■ **REQUIREMENT**
Please repeat the data word for word, from the line containing "of the snow-covered" through the line containing "the fog put", with both of those lines included.

start RECORDS SUPPLIED

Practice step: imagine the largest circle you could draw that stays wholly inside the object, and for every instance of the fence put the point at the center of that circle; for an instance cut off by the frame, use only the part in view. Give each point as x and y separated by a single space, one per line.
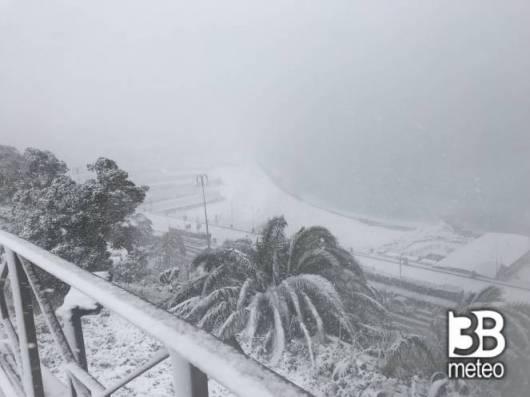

end RECORDS SUPPLIED
start RECORDS SUPPLIED

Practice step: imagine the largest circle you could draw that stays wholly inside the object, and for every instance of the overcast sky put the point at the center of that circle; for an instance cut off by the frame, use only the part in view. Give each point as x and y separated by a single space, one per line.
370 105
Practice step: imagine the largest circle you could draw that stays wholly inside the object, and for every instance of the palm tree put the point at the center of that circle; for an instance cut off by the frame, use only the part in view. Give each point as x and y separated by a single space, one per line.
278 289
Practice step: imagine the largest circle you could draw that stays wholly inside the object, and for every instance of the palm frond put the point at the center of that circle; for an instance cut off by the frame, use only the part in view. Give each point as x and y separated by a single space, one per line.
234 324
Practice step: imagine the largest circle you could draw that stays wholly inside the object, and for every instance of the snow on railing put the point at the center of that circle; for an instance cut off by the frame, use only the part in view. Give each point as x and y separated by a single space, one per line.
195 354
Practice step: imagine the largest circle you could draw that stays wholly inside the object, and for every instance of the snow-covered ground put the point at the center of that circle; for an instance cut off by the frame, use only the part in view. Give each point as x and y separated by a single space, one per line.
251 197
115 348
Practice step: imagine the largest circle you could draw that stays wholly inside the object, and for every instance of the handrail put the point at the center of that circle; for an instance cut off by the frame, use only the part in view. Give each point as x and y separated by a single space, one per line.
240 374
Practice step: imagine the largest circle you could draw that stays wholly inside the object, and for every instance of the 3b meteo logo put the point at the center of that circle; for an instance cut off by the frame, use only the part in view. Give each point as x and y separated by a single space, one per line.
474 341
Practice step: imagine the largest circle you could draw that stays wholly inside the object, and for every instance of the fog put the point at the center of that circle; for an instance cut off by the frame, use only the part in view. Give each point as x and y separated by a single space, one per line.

end RECORDS SUPPLIED
start RECORDS SUPPLIED

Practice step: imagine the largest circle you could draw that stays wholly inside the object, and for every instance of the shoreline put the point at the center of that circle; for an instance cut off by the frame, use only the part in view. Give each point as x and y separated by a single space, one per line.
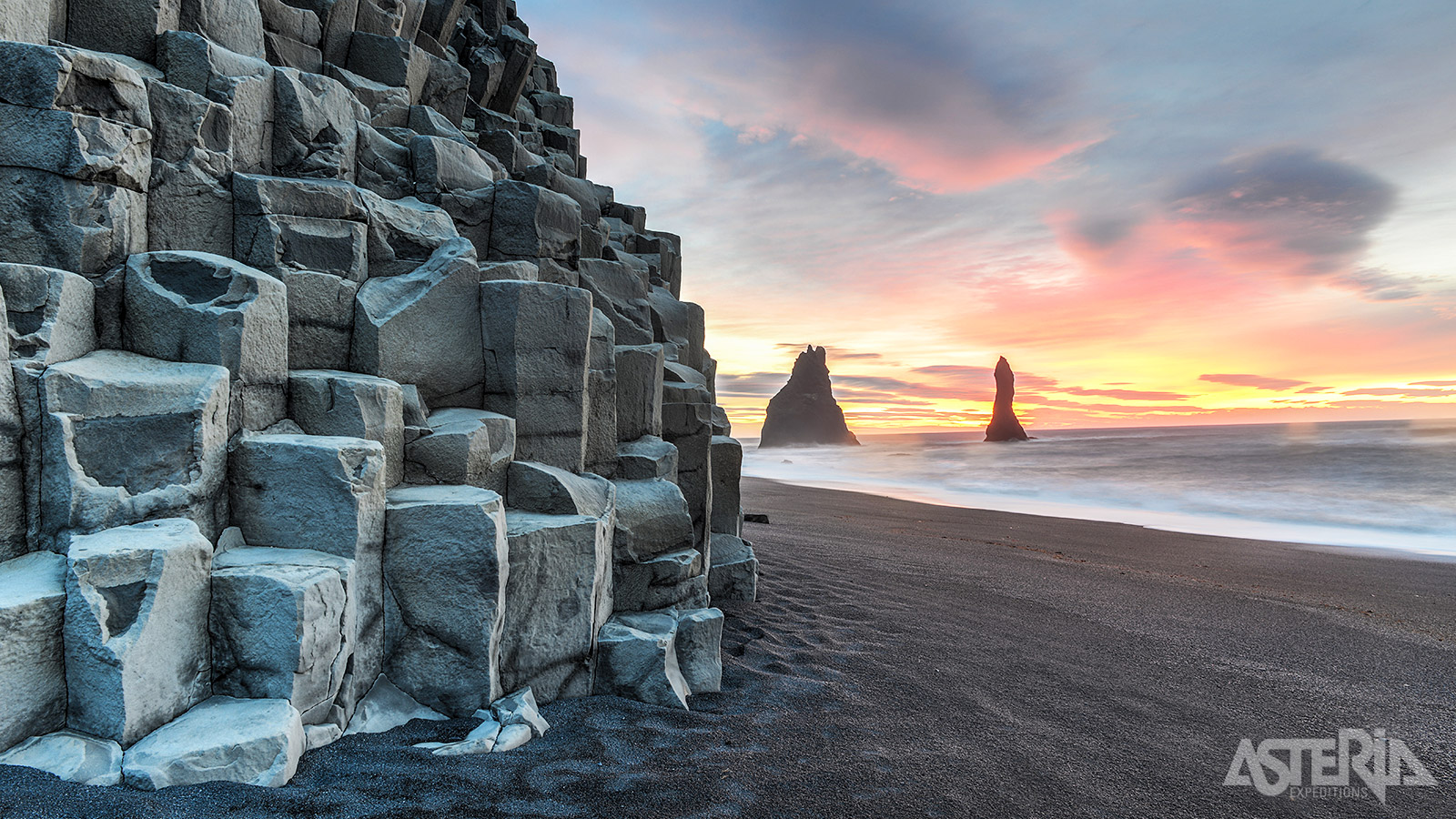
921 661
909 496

end RECORDS SUPPLIED

■ **EXERCISE SOLUTION**
Practice step: imagine the largest circle you could draw that stays wholly inside the object, and for every instance of the snow-covered ground put the point at the center of that circle; for an instance cut off by the frame, use only the part in view. Give each point as x and y separated by a single space, one per line.
251 197
115 348
Practice step: imagine the largest circle you could draw that stays wholly inside the object, and for every instance of the handrail put the point at the center of that circle; for an instance cut off by the frame, use only the part in view. Give each point as x and y separated by a single space, one per line.
240 374
Practice step: imagine the largest circle you could draw that stays wholly inside the object, and for every instance of the 3b meteo logo put the point at the center of that circle; for an instance cut off by the frame, use only the part in view. Give each point as x and y separated by a single space, one per line.
474 341
Practice step: imagine the largest circle you could draw that stays wholly inside the object, and for every instance of the fog put the point at the center of that circle; for an instance cut off by the frame, use only the part in view. Give each point as x and y separated by a single space, one per line.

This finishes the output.